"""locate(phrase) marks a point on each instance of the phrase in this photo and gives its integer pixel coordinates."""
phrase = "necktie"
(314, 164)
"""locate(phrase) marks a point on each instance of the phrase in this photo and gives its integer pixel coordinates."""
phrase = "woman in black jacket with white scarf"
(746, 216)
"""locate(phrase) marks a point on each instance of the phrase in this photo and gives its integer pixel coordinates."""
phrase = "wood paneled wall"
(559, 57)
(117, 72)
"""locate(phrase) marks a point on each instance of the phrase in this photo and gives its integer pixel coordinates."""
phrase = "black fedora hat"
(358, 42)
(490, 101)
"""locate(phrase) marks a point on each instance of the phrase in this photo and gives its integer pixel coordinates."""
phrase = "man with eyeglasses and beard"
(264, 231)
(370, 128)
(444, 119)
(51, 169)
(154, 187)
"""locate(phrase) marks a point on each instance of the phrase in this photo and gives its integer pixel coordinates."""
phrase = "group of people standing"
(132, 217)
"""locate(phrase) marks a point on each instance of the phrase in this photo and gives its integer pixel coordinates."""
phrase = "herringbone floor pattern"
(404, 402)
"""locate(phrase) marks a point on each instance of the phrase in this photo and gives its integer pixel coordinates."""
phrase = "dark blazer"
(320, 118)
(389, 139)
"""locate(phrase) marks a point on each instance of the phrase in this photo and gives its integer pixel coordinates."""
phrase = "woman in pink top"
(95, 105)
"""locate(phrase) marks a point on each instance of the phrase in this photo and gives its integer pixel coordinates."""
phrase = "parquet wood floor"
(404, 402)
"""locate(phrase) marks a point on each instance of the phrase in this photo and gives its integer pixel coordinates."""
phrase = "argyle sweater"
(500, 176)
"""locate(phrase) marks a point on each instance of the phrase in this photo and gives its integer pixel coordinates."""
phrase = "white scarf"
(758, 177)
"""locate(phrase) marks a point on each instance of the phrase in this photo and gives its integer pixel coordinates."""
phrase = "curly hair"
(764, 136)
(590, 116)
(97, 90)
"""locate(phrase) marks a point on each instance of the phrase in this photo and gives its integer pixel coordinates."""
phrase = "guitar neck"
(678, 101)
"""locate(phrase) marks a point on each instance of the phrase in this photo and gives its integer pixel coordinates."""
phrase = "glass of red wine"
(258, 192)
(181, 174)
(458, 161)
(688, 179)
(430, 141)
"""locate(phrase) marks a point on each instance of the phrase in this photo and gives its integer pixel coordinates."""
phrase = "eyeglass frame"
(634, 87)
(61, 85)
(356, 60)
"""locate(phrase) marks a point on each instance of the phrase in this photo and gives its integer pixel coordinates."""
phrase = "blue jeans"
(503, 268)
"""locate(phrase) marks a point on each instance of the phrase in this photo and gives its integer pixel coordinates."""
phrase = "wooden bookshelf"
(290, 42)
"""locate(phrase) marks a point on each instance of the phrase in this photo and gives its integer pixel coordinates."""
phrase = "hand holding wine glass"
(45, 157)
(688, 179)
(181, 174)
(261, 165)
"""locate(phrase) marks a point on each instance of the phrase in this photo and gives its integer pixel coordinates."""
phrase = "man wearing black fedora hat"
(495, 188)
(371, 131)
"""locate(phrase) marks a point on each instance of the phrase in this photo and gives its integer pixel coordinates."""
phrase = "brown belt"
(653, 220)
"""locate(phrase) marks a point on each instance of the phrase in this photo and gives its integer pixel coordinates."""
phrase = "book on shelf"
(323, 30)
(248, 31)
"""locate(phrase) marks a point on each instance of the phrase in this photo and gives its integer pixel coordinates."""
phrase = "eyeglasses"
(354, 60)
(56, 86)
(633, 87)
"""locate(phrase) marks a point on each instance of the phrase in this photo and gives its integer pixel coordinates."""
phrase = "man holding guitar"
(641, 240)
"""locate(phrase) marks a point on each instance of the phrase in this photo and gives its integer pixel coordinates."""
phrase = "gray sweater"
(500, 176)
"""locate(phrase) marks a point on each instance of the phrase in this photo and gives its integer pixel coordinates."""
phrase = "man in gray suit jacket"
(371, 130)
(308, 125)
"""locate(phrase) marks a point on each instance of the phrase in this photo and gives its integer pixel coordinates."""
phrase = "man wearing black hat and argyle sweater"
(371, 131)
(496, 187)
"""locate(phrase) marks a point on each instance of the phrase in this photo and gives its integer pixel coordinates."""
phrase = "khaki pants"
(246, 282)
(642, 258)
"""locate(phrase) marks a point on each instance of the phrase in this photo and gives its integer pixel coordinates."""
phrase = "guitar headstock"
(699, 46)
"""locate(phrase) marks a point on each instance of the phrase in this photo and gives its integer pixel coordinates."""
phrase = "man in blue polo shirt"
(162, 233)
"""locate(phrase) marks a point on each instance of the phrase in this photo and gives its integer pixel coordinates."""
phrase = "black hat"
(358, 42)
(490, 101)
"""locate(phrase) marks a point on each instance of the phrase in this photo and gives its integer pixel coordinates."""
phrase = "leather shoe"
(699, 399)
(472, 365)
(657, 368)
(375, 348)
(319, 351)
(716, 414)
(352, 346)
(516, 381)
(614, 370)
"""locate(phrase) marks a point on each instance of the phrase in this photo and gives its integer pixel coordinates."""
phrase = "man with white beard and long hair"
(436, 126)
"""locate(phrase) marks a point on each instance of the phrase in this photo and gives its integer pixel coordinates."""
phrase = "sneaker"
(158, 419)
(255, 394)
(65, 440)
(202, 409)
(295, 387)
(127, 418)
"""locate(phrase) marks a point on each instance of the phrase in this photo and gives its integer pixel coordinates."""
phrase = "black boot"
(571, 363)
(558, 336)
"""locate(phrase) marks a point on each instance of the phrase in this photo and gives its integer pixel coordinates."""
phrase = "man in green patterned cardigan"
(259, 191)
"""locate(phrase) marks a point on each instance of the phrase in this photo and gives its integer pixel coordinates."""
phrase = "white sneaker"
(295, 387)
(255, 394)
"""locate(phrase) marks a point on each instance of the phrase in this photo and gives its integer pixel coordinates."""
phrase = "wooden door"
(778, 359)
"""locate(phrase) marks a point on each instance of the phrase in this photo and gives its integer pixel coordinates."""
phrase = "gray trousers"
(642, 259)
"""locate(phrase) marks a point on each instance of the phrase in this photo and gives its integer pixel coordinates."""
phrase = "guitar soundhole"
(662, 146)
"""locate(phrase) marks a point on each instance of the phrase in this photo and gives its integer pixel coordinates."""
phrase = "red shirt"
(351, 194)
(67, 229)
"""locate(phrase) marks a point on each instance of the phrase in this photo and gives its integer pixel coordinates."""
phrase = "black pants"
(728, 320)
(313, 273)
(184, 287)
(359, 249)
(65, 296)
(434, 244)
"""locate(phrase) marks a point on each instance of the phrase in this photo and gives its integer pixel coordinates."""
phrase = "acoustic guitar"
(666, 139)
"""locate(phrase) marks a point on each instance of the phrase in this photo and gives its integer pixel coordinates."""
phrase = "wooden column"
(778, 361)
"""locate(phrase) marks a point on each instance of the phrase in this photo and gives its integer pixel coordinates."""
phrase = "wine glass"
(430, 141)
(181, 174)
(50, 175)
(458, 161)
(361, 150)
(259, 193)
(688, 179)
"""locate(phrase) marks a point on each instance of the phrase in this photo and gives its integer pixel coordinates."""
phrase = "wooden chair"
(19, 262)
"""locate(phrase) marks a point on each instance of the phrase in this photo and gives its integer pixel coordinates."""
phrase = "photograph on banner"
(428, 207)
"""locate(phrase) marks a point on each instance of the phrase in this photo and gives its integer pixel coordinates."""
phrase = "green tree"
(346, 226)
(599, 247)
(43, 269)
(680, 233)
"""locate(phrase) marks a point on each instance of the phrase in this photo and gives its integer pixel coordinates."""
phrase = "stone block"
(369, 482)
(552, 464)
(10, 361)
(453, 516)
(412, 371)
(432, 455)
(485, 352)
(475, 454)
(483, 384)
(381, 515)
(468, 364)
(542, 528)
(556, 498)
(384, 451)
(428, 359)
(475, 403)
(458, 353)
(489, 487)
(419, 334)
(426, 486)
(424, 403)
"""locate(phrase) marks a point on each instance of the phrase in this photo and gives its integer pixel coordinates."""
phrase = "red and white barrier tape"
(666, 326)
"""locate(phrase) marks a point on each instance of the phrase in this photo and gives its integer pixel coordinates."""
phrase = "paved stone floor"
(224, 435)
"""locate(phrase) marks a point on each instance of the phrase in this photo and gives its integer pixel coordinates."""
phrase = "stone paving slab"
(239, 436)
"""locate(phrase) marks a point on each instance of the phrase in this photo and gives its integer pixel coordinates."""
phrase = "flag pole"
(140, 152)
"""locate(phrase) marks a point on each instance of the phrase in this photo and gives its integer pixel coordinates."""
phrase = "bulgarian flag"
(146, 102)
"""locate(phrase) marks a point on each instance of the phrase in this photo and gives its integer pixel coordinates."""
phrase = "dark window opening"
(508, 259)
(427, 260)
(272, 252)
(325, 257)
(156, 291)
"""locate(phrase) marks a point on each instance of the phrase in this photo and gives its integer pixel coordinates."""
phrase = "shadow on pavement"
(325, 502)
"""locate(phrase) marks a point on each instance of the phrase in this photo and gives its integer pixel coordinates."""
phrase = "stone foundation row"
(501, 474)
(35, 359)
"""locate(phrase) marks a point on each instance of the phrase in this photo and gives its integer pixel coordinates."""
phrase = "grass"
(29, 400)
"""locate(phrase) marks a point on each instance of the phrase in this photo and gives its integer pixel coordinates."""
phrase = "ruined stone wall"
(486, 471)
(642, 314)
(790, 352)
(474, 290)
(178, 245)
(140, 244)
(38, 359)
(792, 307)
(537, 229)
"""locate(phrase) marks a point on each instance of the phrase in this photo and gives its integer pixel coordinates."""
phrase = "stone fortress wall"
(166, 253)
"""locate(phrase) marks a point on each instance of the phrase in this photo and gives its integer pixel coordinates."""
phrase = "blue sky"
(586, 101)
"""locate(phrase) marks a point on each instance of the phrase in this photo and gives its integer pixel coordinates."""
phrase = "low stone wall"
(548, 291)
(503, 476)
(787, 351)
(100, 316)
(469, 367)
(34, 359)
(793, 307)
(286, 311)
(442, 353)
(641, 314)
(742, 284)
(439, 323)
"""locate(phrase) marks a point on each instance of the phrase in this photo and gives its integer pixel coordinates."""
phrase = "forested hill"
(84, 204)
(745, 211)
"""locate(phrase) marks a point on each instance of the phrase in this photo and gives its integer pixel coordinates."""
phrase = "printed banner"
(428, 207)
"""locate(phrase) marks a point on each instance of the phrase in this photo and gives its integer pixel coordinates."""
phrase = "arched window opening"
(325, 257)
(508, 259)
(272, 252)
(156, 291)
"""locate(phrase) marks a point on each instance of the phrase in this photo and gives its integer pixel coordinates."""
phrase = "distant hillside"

★ ★ ★ ★

▸ Exercise requirements
Identify each line in the items above that contains the word "white" and copy every such line in full.

▸ Answer to this task
phrase = "woman in black jacket with white scarf"
phrase = "white scarf"
phrase = "man with white beard and long hair"
phrase = "white sneaker"
phrase = "red and white barrier tape"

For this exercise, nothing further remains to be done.